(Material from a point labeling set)
· · ·

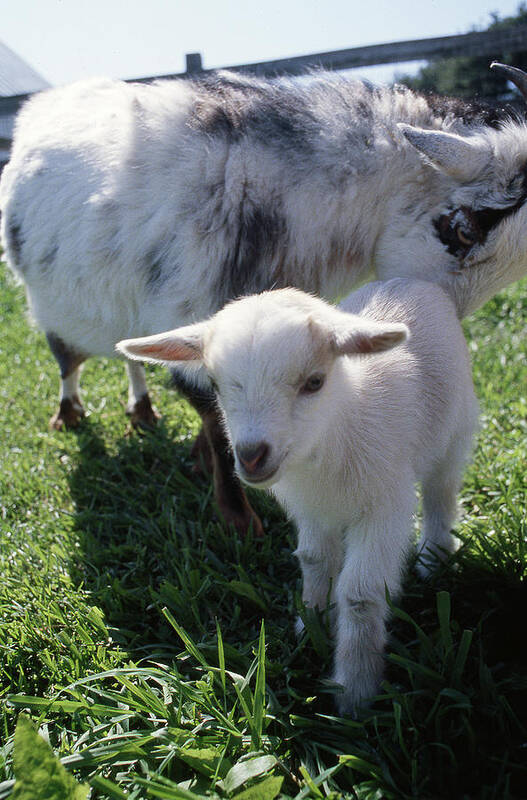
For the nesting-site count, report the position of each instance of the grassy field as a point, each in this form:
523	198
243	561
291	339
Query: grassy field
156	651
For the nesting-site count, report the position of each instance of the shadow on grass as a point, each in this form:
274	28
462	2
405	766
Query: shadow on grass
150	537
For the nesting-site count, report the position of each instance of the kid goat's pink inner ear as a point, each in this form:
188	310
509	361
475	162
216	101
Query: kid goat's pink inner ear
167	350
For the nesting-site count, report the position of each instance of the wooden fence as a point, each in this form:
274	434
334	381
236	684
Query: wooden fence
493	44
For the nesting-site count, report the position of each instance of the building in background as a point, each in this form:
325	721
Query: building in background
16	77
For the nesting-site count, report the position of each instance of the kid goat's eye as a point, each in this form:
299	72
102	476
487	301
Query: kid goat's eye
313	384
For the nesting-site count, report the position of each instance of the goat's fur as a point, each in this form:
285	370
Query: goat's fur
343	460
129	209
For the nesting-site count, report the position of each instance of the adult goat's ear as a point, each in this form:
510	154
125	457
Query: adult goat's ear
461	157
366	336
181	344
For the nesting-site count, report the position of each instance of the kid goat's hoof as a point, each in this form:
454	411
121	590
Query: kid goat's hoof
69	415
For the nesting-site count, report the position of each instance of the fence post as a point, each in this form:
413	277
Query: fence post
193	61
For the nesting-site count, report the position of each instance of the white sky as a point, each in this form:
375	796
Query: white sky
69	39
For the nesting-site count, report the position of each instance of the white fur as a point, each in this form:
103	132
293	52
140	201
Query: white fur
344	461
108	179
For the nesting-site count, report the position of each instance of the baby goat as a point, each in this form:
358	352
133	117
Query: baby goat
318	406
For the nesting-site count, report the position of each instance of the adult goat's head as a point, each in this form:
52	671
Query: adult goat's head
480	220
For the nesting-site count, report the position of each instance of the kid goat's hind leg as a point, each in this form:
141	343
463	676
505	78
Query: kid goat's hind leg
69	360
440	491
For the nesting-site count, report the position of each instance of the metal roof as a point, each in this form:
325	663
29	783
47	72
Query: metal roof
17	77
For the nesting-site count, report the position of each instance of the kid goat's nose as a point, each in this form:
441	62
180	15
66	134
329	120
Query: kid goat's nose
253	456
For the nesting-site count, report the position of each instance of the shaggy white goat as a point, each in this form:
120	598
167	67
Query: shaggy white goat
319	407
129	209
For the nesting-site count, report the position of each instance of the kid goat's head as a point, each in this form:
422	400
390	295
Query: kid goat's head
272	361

· · ·

▸ **Exercise**: Can you edit the material, starting at the line that contains "the white fur" and ending at the end of the material, so that every "nesting-site count" becomes "colony survey" and nothing else changes?

▸ **Written solution**:
For the colony survey, report the position of each instance of the white fur as a point, each in this form:
103	132
293	52
140	201
Query: white fur
344	461
108	179
For the colony survey, report the position of each instance of the baby goat as a point, each in this form:
358	352
133	117
Query: baby goat
318	406
For the colony survey, report the position of each instance of the adult goat's head as a point, each in this form:
52	671
Query: adult goat's head
480	220
For the colony survey, report the position of each instance of the kid goat's hind leg as a point, each in this form:
141	343
463	676
505	78
Query: kid goat's hind leg
69	360
440	491
For the colony survey, report the position of each instance of the metal roof as a point, each in this form:
325	663
29	783
47	72
Query: metal roof
17	77
For the colony survey, report the position of each instance of the kid goat's nose as a point, each in this form:
441	62
180	15
66	134
329	120
Query: kid goat's nose
253	456
For the colony survey, report the position of each instance of the shaggy white goat as a point, each in this form:
120	598
167	67
Query: shaggy white goat
319	407
129	209
For the colony survey, report the position of each instance of the kid goat's head as a point, each in this form:
422	400
390	295
Query: kid goat's head
272	361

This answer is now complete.